Only one stretch of the listing below is wanted. Give it again exactly, from the line with "the blurred ground" through the line with "Target: white window frame".

(Supplied data begins)

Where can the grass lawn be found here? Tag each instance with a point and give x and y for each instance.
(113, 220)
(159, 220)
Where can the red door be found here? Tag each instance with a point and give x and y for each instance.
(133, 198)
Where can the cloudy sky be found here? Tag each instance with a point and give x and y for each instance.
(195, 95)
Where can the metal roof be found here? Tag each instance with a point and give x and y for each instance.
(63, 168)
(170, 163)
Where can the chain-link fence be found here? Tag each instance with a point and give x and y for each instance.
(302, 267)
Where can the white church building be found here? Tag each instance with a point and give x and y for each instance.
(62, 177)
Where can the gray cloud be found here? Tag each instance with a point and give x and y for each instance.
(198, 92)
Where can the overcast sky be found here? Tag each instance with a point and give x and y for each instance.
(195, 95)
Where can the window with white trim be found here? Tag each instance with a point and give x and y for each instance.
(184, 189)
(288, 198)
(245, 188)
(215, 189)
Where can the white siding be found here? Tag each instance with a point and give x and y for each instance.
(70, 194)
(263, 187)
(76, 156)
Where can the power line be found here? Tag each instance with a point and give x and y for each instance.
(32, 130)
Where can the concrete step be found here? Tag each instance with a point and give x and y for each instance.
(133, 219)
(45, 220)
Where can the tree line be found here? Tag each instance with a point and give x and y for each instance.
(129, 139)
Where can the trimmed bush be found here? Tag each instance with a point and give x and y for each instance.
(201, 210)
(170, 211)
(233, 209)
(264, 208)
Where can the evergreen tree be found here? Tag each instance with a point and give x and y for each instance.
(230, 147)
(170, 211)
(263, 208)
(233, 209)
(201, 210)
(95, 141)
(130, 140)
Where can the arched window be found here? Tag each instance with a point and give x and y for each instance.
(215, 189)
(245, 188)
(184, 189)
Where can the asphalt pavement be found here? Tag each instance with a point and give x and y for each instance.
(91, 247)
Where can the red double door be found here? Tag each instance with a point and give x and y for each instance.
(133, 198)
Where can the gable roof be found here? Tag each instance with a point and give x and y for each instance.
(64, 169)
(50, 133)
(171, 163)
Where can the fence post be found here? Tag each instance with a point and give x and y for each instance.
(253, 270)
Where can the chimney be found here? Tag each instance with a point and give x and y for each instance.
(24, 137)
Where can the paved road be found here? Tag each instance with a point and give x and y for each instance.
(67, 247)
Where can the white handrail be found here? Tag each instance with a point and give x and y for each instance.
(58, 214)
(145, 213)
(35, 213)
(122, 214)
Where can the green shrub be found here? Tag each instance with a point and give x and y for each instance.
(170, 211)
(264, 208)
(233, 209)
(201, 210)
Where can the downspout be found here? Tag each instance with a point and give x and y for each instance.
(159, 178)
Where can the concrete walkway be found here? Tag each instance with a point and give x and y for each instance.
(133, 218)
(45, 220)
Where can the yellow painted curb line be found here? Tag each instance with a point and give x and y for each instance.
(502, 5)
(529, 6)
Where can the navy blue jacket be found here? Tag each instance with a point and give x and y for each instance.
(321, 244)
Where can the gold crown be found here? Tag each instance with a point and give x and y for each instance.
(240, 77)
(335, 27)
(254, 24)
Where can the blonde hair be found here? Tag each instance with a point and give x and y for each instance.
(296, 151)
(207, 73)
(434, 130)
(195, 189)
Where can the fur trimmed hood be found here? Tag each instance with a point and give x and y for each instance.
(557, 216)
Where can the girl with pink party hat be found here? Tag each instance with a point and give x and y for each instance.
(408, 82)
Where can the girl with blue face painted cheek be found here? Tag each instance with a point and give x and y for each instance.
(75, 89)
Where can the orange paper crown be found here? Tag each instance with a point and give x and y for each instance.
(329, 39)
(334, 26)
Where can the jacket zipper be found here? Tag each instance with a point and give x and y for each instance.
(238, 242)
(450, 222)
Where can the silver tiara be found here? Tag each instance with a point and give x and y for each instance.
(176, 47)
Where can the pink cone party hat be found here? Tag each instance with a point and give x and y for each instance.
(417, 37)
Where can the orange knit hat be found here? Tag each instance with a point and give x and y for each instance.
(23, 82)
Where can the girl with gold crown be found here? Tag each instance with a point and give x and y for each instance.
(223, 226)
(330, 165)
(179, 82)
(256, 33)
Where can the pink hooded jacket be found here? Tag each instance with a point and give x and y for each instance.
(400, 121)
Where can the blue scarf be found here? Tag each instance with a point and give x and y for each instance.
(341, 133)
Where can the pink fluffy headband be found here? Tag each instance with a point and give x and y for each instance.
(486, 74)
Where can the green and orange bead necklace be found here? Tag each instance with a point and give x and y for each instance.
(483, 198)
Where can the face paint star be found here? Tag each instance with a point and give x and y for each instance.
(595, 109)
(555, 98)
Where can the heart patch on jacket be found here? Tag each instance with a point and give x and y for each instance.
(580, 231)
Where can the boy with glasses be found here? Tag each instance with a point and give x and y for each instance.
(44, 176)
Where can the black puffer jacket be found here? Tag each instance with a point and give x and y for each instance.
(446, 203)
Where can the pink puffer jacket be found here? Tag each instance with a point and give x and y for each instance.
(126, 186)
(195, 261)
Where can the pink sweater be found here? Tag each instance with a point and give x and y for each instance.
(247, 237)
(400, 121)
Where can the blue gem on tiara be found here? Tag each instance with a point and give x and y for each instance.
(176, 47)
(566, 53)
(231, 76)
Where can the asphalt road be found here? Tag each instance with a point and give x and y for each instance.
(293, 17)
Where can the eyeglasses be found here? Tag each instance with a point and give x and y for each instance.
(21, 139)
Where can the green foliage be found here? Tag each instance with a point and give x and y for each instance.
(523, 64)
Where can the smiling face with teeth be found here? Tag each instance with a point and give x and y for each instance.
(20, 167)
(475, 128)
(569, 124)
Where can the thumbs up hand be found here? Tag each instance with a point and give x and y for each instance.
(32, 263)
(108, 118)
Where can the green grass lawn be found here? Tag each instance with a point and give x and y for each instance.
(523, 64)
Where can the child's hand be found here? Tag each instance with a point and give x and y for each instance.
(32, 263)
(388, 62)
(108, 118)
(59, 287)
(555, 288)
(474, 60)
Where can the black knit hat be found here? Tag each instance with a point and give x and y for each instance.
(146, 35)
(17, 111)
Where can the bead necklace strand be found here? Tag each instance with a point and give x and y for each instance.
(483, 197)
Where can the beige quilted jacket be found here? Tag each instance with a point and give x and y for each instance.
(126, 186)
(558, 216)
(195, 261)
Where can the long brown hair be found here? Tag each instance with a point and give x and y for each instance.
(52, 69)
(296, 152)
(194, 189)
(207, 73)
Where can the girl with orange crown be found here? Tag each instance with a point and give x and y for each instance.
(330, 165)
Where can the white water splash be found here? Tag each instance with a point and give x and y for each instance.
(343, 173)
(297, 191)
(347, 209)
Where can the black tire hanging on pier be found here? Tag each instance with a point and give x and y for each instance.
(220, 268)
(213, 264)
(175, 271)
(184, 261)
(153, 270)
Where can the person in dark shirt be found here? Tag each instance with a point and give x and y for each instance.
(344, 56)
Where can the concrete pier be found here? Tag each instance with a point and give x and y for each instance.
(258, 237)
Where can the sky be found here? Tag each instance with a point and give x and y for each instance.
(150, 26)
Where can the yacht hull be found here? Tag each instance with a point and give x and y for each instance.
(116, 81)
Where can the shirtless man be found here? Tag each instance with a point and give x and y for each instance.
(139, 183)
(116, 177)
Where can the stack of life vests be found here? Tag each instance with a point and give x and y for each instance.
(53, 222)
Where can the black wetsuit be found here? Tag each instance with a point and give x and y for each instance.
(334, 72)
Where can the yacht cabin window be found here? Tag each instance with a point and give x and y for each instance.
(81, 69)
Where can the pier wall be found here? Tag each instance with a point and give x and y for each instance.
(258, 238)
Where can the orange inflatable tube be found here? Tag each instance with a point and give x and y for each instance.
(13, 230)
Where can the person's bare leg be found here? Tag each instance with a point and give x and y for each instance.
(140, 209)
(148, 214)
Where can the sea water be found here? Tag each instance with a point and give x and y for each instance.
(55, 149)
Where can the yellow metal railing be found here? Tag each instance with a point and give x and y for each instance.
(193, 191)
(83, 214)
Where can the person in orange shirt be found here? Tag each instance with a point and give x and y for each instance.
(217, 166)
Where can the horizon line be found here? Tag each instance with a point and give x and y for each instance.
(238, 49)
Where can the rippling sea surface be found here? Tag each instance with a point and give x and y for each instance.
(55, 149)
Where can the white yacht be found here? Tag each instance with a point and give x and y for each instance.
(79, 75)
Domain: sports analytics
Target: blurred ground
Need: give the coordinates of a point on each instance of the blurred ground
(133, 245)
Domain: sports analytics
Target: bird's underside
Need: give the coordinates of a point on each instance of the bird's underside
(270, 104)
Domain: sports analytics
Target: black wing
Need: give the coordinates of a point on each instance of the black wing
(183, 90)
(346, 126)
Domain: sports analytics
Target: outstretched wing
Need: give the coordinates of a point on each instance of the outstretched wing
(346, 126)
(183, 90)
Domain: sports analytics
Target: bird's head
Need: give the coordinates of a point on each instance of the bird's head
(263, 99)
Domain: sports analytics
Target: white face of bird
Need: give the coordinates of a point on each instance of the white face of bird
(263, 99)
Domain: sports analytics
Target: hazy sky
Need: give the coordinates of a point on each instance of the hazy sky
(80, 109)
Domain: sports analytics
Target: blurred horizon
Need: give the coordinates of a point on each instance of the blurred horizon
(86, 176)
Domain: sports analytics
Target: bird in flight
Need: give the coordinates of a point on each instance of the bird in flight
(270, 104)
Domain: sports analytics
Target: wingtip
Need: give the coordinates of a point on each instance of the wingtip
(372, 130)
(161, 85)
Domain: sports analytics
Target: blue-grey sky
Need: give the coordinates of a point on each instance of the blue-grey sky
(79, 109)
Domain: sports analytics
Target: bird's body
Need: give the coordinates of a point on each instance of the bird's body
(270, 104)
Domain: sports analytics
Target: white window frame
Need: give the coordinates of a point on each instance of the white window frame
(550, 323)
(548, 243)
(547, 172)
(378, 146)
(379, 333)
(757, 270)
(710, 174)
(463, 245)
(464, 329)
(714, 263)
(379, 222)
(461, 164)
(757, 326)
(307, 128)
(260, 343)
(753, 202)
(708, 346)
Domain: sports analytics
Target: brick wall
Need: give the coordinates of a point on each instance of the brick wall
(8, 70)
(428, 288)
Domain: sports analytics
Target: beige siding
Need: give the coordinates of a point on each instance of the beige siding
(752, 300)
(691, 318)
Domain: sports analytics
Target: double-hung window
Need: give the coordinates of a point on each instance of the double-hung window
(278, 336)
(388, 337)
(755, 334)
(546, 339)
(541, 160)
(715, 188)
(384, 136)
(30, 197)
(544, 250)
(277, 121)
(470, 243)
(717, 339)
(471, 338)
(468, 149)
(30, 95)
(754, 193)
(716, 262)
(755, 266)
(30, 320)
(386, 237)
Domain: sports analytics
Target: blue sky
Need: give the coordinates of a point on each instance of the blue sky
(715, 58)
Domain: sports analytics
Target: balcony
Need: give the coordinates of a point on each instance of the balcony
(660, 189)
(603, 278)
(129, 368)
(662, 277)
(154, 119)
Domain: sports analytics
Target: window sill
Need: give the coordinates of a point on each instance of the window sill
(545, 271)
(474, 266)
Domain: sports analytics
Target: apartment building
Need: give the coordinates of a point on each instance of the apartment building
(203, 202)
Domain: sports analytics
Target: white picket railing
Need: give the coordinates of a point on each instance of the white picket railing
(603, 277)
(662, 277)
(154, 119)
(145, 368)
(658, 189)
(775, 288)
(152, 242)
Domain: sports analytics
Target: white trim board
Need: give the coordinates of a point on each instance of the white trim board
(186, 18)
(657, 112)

(Supplied data ends)

● Response below:
Need: give the coordinates of a point on each instance of the blurred ground
(133, 245)
Domain: sports analytics
Target: bird's underside
Need: give the coordinates of a point on each instance of the bird's underside
(270, 104)
Domain: sports analytics
Target: black wing
Need: give the coordinates of a point on each instance of the black wing
(183, 90)
(346, 126)
Domain: sports analytics
Target: outstretched wing
Need: give the coordinates of a point on each instance of the outstretched wing
(346, 126)
(183, 90)
Domain: sports analytics
Target: bird's head
Need: give the coordinates of a point on each instance of the bird's head
(263, 99)
Domain: sports analytics
Target: white face of bird
Need: give the coordinates of a point on each instance of the white face of bird
(263, 99)
Domain: sports analytics
Target: hazy sky
Need: give the coordinates of a point on each instance of the hazy sky
(80, 109)
Domain: sports analytics
Target: blurred horizon
Need: give the coordinates of a point on each instance of the blurred horizon
(86, 176)
Domain: sports analytics
Target: bird in flight
Need: give the coordinates of a point on each instance of the bird in flight
(270, 104)
Domain: sports analytics
Target: wingtip
Need: give the coordinates of a point on each instance of the wingtip
(372, 130)
(161, 85)
Domain: sports analytics
Target: blue-grey sky
Need: give the coordinates of a point on each instance of the blue-grey sky
(79, 109)
Domain: sports analytics
Target: bird's body
Need: give the coordinates of a point on each instance of the bird's body
(270, 104)
Domain: sports analytics
Target: white window frame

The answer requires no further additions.